Problem statement: Arrange every line of the records below as a numbered list, skipping any blank lines. Leave the pictures out of your answer.

Excerpted data:
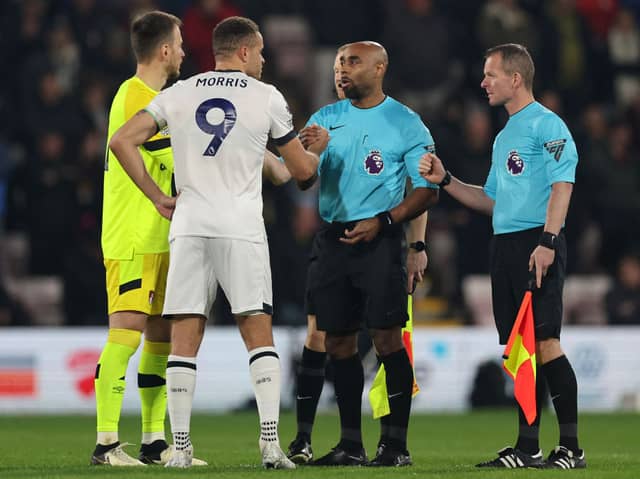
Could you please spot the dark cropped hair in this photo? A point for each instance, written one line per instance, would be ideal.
(515, 58)
(149, 31)
(231, 32)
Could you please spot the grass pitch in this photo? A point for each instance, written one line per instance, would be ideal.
(442, 446)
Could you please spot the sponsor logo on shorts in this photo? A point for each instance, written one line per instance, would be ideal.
(81, 364)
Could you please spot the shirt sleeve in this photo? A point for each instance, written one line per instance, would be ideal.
(490, 185)
(419, 142)
(558, 150)
(281, 129)
(158, 108)
(137, 99)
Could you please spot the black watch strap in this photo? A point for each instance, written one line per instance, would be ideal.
(548, 240)
(418, 246)
(446, 180)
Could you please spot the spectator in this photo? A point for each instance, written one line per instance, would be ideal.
(623, 300)
(199, 20)
(624, 50)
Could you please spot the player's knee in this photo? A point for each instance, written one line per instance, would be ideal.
(548, 350)
(387, 341)
(315, 340)
(341, 347)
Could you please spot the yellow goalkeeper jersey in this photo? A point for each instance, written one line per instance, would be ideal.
(130, 223)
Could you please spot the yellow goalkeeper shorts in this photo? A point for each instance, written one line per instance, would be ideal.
(138, 284)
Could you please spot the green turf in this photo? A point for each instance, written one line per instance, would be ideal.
(442, 446)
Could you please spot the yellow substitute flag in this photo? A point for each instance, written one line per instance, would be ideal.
(378, 392)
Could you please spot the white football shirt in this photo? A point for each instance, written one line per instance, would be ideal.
(220, 122)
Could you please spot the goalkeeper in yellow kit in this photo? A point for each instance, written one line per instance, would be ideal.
(136, 255)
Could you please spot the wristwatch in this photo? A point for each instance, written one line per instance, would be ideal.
(418, 246)
(548, 240)
(446, 180)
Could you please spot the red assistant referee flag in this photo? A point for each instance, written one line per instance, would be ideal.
(520, 359)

The reply:
1. Could you please spot the dark cropped hair in this photo? A point for each instance, written one line per instance, would be ideal.
2. (515, 58)
3. (149, 31)
4. (231, 32)
5. Could you please spot the grass pitch in this photo? A point for each instance, written one line per instance, would be ideal.
6. (442, 446)
7. Could you please spot the sponsor logo on shorts in this photo? A point for each instance, written one line per instance, would be ideal.
8. (81, 364)
9. Could you please spot the shirt sleeve in this photo? A point for each instance, written one line per instance, would be ideal.
10. (490, 185)
11. (419, 142)
12. (558, 150)
13. (281, 129)
14. (158, 108)
15. (137, 99)
16. Could you please spot the black watch strap in this photo? A point for each instance, written one line per instance, would be ideal.
17. (548, 240)
18. (418, 246)
19. (446, 180)
20. Could you please spot the spectator in this photo? A point for each instance, written one line per instance, would be ideal.
21. (623, 300)
22. (199, 20)
23. (624, 50)
24. Could you please spot the player's knee in this photo? A point for each instance, written one line per instance, would be ideal.
25. (548, 350)
26. (387, 341)
27. (315, 340)
28. (341, 347)
29. Could you please spot the yellow goalkeeper jersey in this photo? A point for each instance, written one line per instance, would be ideal.
30. (130, 223)
31. Could you please spot the yellow goalkeeper shorts in this photo? A point for each instance, written one line per instance, would be ideal.
32. (138, 284)
33. Could you please spot the green turf in this photo? A point for each instance, written one line per instance, would be ideal.
34. (442, 446)
35. Could you please spot the yellow substitute flag in this photo? A point for each instance, written one line per instance, would be ideal.
36. (378, 392)
37. Could you please spot the white football shirt in this photo? A point for each instance, written one line per instance, would be ideal.
38. (220, 122)
39. Could you please spot the goalkeeper in yellow kit in this photo? A point for each instance, written one line per instance, would be ideal.
40. (136, 255)
41. Could you please spot the wristwatch in this photo? A point for each instance, written one line per instance, would be ideal.
42. (418, 246)
43. (548, 240)
44. (446, 180)
45. Could you please spot the red assistant referee flag in this photo? A point for each instance, written one line per instance, would be ideal.
46. (520, 359)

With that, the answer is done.